◆ DATA FOR PROCESSING:
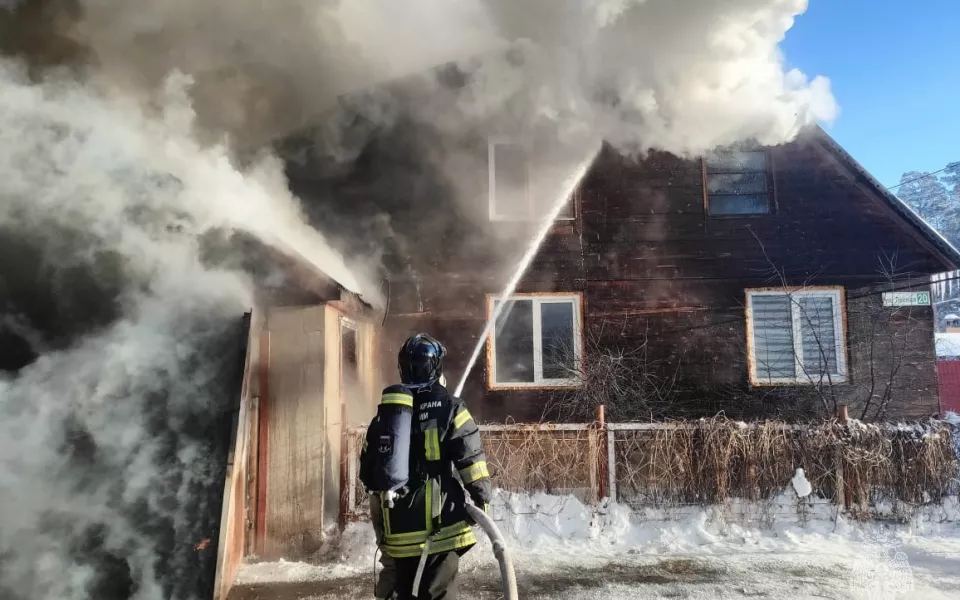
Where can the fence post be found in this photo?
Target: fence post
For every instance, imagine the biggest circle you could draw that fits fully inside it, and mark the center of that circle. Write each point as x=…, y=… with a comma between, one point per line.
x=844, y=484
x=603, y=459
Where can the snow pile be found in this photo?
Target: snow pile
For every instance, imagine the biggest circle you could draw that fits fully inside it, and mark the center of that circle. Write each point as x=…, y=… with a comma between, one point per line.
x=801, y=485
x=560, y=532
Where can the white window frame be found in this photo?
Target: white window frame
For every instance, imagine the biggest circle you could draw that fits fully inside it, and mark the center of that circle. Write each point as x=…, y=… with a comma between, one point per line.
x=538, y=300
x=492, y=179
x=528, y=187
x=770, y=193
x=840, y=336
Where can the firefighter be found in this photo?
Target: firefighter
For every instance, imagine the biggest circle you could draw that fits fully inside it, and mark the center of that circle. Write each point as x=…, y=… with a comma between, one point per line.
x=410, y=470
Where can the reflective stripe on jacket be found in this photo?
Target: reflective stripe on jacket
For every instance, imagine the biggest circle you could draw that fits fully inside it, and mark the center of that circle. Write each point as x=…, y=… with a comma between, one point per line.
x=445, y=439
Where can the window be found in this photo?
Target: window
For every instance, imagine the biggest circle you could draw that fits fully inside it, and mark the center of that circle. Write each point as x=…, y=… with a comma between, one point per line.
x=796, y=337
x=537, y=342
x=736, y=183
x=509, y=179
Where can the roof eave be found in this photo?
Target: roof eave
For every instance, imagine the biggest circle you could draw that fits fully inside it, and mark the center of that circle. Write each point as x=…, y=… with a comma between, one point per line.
x=944, y=250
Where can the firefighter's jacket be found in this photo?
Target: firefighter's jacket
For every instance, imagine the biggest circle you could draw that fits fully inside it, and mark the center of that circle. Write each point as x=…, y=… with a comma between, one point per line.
x=445, y=439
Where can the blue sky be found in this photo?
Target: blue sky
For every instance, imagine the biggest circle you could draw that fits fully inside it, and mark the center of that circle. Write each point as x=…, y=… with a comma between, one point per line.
x=895, y=71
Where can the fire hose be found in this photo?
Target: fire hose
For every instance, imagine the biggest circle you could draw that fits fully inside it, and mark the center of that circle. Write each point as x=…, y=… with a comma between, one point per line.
x=507, y=576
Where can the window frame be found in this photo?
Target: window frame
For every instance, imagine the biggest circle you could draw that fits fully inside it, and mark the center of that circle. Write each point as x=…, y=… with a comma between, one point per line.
x=559, y=222
x=771, y=180
x=801, y=378
x=492, y=179
x=539, y=383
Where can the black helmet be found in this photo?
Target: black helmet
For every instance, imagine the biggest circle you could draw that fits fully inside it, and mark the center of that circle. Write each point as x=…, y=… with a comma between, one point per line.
x=421, y=360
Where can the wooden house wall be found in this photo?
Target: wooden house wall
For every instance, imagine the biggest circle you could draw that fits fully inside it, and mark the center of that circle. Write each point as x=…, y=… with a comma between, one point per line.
x=653, y=268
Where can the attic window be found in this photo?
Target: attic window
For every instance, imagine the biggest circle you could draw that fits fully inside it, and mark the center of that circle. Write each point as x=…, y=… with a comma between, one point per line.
x=512, y=197
x=736, y=183
x=537, y=343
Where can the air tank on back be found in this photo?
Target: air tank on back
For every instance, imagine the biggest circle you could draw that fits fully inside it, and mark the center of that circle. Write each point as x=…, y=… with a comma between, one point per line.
x=391, y=458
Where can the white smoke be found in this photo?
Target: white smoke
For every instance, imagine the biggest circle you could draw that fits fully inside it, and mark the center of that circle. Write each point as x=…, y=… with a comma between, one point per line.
x=677, y=75
x=105, y=464
x=110, y=444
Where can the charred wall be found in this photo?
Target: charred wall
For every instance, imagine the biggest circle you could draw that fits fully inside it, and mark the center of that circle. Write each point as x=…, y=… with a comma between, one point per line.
x=654, y=269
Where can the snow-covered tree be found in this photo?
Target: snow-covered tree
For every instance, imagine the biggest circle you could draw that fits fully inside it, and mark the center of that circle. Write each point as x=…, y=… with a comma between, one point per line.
x=935, y=198
x=926, y=194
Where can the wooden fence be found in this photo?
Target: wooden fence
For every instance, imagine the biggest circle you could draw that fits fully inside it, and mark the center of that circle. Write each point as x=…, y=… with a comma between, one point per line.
x=864, y=469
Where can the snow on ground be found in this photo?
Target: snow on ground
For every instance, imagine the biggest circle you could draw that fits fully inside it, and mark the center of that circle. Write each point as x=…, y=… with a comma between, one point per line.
x=564, y=549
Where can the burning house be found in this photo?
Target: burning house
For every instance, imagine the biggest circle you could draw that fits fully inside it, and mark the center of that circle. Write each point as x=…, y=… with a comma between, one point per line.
x=755, y=282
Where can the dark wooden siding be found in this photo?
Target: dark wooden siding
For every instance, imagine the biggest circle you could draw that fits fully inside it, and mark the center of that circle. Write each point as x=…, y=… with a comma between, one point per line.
x=653, y=268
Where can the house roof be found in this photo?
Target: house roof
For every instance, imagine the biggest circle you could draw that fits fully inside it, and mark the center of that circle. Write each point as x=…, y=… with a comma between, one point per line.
x=944, y=250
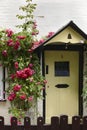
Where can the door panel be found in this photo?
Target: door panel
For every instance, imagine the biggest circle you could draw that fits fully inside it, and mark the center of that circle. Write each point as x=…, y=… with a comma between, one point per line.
x=62, y=100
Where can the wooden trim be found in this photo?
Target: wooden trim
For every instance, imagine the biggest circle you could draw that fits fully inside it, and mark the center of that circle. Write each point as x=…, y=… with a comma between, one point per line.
x=70, y=47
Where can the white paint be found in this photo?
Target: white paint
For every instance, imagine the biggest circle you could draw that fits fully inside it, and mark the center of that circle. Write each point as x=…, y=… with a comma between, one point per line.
x=50, y=15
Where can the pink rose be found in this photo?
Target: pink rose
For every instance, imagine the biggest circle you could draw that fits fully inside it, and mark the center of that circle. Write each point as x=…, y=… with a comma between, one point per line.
x=21, y=37
x=16, y=45
x=30, y=65
x=16, y=65
x=12, y=96
x=10, y=42
x=9, y=32
x=4, y=53
x=30, y=98
x=23, y=97
x=13, y=76
x=17, y=88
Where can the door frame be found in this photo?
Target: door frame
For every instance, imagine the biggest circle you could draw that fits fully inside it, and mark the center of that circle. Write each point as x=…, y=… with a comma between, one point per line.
x=66, y=47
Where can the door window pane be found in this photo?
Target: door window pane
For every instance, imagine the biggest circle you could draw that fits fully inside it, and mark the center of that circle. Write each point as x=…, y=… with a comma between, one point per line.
x=62, y=68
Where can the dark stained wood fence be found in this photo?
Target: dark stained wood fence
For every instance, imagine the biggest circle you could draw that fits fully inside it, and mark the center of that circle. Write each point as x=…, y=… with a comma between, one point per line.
x=57, y=123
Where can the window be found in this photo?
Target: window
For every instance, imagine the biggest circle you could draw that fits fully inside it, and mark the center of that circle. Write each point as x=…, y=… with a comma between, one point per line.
x=62, y=68
x=2, y=83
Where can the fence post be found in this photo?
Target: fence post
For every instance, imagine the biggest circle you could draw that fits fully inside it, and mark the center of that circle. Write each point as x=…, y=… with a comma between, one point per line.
x=75, y=123
x=64, y=122
x=54, y=123
x=85, y=123
x=14, y=123
x=1, y=123
x=27, y=123
x=40, y=123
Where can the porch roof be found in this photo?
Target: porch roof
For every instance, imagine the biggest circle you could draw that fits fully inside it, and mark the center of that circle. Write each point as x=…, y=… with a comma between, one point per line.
x=70, y=24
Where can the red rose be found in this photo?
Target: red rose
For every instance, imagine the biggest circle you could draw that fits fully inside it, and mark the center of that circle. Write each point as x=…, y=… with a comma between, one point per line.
x=16, y=65
x=12, y=96
x=21, y=37
x=23, y=97
x=16, y=45
x=17, y=88
x=9, y=32
x=4, y=53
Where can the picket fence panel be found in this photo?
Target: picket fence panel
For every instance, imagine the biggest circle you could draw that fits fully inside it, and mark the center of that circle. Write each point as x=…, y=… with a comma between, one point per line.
x=57, y=123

◆ WHAT THIS TASK INVOLVES: Rewrite the records from the beginning through the line containing "x=560, y=532", including the requests, and shift every x and y coordinate in the answers by -50. Leave the pictures out.

◆ FULL ANSWER:
Where can the fence post be found in this photo?
Target: fence post
For every instance, imagine the biggest circle you could draw that fits fully inside it, and mark the center of that circle. Write each point as x=…, y=… with a comma between, one point per line.
x=794, y=434
x=553, y=409
Where can the snow pile be found in this photo?
Target: snow pile
For every instance, imagine the biggest circle you could draw that fits fully inside it, and mark the center of that circle. Write each point as x=…, y=… with a comma between, one point per line.
x=751, y=435
x=510, y=482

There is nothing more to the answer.